Text:
"""

How do aromatase inhibitors work?


Question from Janis: Are aromatase inhibitors also anti-angiogenic drugs? Are they targeted therapies as well?
Answers - Andrew D. Seidman, M.D. I don't think of aromatase inhibitors as anti-angiogenic drugs. These are anti-estrogens that work by a different mechanism of action than tamoxifen. Aromatase is an enzyme that results in the production of estrogen outside of the ovaries in places such as the adrenal glands, which are sitting on top of the kidneys, as well as in fat, muscle, and in the liver. Aromatase is responsible for most estrogen production in the postmenopausal woman whose ovaries are no longer producing estrogen. The aromatase inhibitors (Arimidex, Femara, and Aromasin) all inhibit this enzyme and thus create a very low estrogen environment. This is thought to be the major mechanism by which aromatase inhibitors "target" estrogen receptor-positive breast cancer. It is important to also note that aromatase inhibitors should only be used in postmenopausal women or in premenopausal women whose ovarian function is suppressed by other means such as drugs or surgery.
Jennifer Armstrong, M.D. Dr. Seidman, would you not agree that the latter reference (i.e., the use of aromatase inhibitors in premenopausal women undergoing ovarian suppression) is not yet considered standard of care?
Andrew D. Seidman, M.D. Yes. The current optimal anti-estrogen treatment for premenopausal women with metastatic breast cancer is largely regarded as ovarian function suppression plus tamoxifen. The standard anti-estrogen therapy for premenopausal women with ER-positive early breast cancer is tamoxifen only. The role of ovarian function suppression as well as aromatase inhibitors is presently being studied in several large randomized Phase 3 trials.

On Wednesday, July 19, 2006, our Ask-the-Expert Online Conference was called Targeted Therapies: What is Right for You?Andrew Seidman, M.D. and moderator Jennifer Armstrong, M.D. answered your questions about different kinds of targeted therapies and how they work.

The materials presented in these conferences do not necessarily reflect the views of Breastcancer.org. A qualified healthcare professional should be consulted before using any therapeutic product or regimen discussed. All readers should verify all information and data before employing any therapies described here.

"""

Work order:
Return a verbatim passage from the text on aromatase inhibitors, beginning at the words "Andrew D. Seidman, M.D. Yes." and stopping after "how they work.". These items have no connection to the text on aromatase inhibitors.

Dataset entries:
"""

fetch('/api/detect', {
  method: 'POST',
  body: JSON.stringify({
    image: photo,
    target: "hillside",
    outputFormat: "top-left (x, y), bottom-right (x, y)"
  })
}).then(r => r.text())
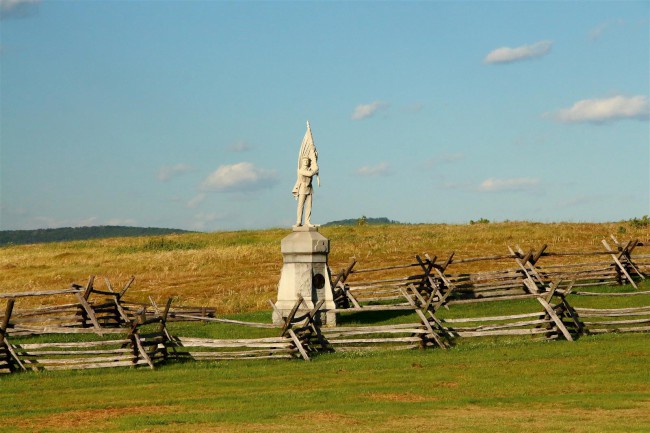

"""

Solution for this exercise:
Andrew D. Seidman, M.D. Yes. The current optimal anti-estrogen treatment for premenopausal women with metastatic breast cancer is largely regarded as ovarian function suppression plus tamoxifen. The standard anti-estrogen therapy for premenopausal women with ER-positive early breast cancer is tamoxifen only. The role of ovarian function suppression as well as aromatase inhibitors is presently being studied in several large randomized Phase 3 trials.

On Wednesday, July 19, 2006, our Ask-the-Expert Online Conference was called Targeted Therapies: What is Right for You?Andrew Seidman, M.D. and moderator Jennifer Armstrong, M.D. answered your questions about different kinds of targeted therapies and how they work.